What the task asks
Everything from the line that contains "Target: bicycle wheel" through the last line below should be transcribed exactly, except the pictures.

Input for this task
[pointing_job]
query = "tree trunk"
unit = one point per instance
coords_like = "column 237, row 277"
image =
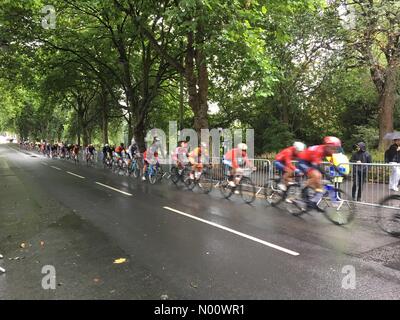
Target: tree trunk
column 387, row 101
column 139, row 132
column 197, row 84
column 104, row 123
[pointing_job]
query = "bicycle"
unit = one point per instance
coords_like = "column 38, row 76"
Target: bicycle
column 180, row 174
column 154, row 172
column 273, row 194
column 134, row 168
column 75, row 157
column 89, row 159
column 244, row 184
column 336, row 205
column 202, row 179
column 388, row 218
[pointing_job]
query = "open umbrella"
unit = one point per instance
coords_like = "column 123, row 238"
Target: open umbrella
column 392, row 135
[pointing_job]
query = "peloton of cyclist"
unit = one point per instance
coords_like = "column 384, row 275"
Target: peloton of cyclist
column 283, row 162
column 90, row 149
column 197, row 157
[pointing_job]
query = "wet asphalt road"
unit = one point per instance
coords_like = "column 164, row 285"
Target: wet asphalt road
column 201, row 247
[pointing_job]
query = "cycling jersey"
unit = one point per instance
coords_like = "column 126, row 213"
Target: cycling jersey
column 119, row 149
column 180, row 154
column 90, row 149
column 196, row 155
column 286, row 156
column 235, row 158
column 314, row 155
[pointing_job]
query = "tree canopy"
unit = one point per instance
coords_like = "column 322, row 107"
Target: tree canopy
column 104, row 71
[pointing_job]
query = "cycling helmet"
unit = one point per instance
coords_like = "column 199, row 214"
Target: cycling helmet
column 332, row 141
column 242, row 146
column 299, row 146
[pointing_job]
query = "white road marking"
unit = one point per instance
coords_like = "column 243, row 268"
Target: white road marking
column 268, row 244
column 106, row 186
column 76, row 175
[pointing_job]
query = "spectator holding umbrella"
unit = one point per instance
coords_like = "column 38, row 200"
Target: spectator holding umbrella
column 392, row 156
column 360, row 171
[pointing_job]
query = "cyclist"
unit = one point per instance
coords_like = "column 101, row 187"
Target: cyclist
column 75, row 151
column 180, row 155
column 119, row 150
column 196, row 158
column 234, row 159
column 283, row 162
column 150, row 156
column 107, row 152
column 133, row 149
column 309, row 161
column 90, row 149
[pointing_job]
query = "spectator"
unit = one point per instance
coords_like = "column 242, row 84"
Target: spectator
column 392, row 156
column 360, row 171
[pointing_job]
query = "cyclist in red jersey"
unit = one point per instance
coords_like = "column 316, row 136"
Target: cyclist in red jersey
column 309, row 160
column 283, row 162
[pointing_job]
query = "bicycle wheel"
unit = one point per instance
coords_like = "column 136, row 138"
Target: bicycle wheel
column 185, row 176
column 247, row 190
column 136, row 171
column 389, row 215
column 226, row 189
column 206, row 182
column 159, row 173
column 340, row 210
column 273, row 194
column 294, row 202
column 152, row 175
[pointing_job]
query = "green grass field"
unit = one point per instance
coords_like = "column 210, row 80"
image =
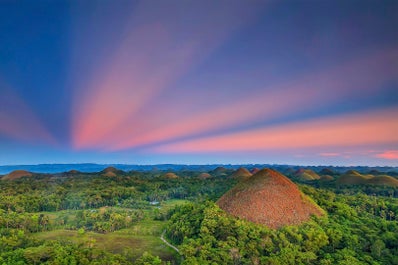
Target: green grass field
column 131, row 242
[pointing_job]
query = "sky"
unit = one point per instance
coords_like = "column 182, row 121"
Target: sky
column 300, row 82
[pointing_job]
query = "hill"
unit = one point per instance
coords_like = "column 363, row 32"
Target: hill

Response to the task
Target: bicycle wheel
column 185, row 176
column 247, row 190
column 136, row 171
column 389, row 215
column 226, row 189
column 206, row 182
column 159, row 173
column 340, row 210
column 273, row 194
column 294, row 202
column 152, row 175
[pointing_job]
query = "green grass field"
unit = one point per instance
coords_like = "column 210, row 80"
image =
Target: green grass field
column 131, row 242
[pointing_job]
query = "sky"
unit = one point per instance
coords_like = "column 182, row 121"
Target: sky
column 300, row 82
[pointing_job]
query = "hill"
unit = one point per instance
coords_like = "column 363, row 32"
Target: hill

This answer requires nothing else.